▶ _Work to be completed_
From the top of the records below down to the line containing "[locate] the satellite", reproduce every line exactly.

BEGIN Available records

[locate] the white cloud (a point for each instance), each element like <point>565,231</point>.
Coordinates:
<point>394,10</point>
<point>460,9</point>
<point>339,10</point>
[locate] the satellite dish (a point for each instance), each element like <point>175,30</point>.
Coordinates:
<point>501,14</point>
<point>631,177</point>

END Available records

▶ _Answer for the task_
[locate] the white cloud (a point for each instance), each element like <point>565,231</point>.
Coordinates:
<point>394,10</point>
<point>460,9</point>
<point>339,10</point>
[locate] the satellite dish (a point for each instance), each element like <point>175,30</point>.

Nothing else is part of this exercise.